• A block of data
##########

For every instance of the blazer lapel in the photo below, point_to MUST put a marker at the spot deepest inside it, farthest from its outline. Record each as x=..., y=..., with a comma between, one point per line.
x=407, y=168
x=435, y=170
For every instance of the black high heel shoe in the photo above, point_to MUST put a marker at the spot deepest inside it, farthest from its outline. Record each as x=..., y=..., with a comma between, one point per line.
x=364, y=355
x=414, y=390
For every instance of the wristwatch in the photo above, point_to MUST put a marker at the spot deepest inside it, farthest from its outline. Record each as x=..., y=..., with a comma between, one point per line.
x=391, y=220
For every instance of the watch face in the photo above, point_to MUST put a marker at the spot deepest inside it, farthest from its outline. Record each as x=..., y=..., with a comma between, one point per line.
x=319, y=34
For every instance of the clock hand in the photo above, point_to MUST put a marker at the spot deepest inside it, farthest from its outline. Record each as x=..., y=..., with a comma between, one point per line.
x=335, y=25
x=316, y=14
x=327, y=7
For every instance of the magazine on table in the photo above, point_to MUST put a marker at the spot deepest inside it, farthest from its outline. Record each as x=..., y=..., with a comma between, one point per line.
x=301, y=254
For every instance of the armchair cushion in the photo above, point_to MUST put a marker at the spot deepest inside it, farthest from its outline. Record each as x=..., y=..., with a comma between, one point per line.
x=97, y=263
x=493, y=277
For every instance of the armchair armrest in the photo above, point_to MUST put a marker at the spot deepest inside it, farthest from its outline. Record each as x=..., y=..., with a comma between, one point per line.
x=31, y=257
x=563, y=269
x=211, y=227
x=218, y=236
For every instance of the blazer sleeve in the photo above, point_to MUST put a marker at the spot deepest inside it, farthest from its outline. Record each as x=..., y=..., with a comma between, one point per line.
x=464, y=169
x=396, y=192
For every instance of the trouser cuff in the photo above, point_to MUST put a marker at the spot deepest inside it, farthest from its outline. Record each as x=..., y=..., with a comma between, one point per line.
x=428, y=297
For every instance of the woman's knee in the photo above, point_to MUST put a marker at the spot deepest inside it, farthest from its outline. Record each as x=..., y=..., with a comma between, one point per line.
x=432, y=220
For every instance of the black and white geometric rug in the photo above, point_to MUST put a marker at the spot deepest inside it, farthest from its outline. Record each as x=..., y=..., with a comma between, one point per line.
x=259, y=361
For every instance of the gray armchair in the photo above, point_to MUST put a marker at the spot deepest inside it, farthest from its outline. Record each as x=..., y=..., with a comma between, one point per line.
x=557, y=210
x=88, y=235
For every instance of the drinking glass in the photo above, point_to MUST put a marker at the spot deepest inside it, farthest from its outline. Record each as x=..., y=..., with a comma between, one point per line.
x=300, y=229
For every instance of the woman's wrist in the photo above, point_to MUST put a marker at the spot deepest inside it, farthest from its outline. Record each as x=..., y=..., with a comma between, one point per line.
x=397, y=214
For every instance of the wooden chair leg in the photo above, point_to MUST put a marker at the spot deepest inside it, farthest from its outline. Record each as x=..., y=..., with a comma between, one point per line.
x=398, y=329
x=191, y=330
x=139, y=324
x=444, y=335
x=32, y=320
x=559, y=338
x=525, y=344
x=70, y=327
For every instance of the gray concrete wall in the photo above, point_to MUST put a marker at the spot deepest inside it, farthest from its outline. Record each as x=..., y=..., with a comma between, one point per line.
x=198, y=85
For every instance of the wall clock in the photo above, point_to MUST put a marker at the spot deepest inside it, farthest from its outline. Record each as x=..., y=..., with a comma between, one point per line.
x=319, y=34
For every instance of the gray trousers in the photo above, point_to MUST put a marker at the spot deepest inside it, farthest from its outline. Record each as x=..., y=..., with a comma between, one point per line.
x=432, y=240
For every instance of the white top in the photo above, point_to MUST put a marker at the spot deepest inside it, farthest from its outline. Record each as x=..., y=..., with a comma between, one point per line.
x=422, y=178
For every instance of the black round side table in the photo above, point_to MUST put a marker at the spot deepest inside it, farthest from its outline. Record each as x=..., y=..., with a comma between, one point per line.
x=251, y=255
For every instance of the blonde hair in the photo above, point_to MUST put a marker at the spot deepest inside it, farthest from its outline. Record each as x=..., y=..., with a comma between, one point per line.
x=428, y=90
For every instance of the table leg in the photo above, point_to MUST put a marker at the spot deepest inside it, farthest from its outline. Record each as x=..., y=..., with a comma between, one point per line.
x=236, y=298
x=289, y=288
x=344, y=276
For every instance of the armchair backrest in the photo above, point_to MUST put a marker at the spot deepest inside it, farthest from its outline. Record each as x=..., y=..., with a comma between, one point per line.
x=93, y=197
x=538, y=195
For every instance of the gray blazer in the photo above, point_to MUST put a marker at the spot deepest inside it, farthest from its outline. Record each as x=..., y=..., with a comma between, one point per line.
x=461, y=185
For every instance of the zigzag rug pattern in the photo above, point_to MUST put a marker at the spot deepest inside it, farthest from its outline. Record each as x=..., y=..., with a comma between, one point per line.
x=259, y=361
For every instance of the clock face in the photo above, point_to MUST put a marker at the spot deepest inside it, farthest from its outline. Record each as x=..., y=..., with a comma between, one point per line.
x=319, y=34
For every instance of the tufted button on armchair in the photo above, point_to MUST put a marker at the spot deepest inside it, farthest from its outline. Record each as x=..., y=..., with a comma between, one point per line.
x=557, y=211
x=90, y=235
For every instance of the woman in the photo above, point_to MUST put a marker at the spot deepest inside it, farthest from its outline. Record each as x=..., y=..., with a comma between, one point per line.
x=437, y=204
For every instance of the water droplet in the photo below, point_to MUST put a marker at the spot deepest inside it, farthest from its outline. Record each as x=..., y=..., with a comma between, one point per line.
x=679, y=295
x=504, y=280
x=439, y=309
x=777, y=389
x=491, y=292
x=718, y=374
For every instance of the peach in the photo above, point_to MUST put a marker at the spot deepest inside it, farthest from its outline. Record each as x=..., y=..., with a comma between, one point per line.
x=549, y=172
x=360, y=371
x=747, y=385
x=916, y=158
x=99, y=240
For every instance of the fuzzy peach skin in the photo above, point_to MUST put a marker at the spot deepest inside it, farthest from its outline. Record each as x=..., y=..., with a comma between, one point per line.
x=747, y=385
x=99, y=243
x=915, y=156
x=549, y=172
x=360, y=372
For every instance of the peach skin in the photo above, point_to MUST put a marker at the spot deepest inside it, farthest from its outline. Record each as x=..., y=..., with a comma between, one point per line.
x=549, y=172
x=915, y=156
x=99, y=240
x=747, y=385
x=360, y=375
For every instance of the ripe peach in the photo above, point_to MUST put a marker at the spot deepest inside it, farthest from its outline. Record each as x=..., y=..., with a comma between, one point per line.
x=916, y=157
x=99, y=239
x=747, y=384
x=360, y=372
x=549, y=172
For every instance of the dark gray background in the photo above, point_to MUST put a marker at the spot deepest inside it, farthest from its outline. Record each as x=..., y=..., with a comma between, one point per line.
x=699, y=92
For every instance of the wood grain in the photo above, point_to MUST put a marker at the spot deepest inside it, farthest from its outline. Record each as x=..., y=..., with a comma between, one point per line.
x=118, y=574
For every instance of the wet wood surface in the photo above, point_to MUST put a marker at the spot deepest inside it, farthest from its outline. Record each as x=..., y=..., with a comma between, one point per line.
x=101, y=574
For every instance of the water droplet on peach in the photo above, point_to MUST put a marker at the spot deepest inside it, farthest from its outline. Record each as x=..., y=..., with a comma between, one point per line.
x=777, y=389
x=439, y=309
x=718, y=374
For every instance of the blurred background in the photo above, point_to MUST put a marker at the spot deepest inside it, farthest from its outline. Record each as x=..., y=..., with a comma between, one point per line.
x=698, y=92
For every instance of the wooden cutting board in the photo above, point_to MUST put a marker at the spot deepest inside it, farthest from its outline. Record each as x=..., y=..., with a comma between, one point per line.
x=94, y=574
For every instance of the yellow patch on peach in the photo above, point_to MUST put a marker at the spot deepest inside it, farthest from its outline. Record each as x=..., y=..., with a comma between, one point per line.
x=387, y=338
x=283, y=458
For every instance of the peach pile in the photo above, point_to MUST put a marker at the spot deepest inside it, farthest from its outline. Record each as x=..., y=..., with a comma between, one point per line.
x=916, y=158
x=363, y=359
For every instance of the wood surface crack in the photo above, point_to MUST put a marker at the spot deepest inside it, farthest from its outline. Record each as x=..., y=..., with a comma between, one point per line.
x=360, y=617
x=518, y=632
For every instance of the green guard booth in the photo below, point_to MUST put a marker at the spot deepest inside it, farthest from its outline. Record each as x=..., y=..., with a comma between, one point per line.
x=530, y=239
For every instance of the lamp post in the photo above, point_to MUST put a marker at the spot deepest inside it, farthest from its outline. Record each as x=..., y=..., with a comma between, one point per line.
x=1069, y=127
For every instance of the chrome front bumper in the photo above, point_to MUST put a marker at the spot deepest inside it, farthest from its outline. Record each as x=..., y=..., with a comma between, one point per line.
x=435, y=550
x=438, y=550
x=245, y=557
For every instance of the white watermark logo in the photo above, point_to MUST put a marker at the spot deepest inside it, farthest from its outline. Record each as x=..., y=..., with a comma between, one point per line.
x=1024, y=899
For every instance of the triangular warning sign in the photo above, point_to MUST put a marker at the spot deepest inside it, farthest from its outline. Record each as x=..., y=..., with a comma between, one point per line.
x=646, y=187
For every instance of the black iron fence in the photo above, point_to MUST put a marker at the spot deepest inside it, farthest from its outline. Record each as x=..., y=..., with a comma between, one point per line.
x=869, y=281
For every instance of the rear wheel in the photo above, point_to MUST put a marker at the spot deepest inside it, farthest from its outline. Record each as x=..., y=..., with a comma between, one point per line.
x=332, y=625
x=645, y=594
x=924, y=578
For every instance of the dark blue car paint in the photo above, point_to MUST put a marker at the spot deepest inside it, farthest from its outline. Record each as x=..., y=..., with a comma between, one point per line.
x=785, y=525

##########

• Exercise instructions
Reproduce the lines above verbatim, starting with the first line and ending with the line that contains "x=493, y=277", including that line.

• Result
For every instance of the blazer lapel in the photo below, point_to MUST put a marker at the spot deepest inside it, farthest from its outline. Record each as x=..., y=..., with a comma between, one point per line.
x=407, y=168
x=435, y=170
For every instance of the black high heel shoe in the photo above, point_to MUST put a marker at the spot deepest inside it, farthest from its outline. Record each as x=..., y=..., with a comma between, one point per line.
x=364, y=355
x=414, y=390
For every instance of the wristwatch in the photo above, point_to MUST put a marker at the spot deepest inside it, farthest from its outline. Record each as x=..., y=..., with a comma between, one point per line.
x=391, y=220
For every instance of the watch face in the photo above, point_to MUST put a marker at the spot deepest inside it, farthest from its outline. Record each as x=..., y=..., with a comma between, one point per line.
x=319, y=34
For every instance of the clock hand in the photo above, point_to MUST put a marker at the spot deepest inside it, farthest from its outline. Record each as x=..., y=..., with a comma between, one point per line.
x=335, y=25
x=316, y=14
x=327, y=7
For every instance of the magazine on table in the photo above, point_to MUST put a marker at the spot deepest inside it, farthest from its outline. Record each as x=..., y=..., with a comma between, one point per line.
x=301, y=254
For every instance of the armchair cushion in the photo above, point_to MUST put a marker at the spot deepest inside it, farthest from its outline. Record each as x=..., y=..., with a comma between, one point per line.
x=97, y=263
x=493, y=277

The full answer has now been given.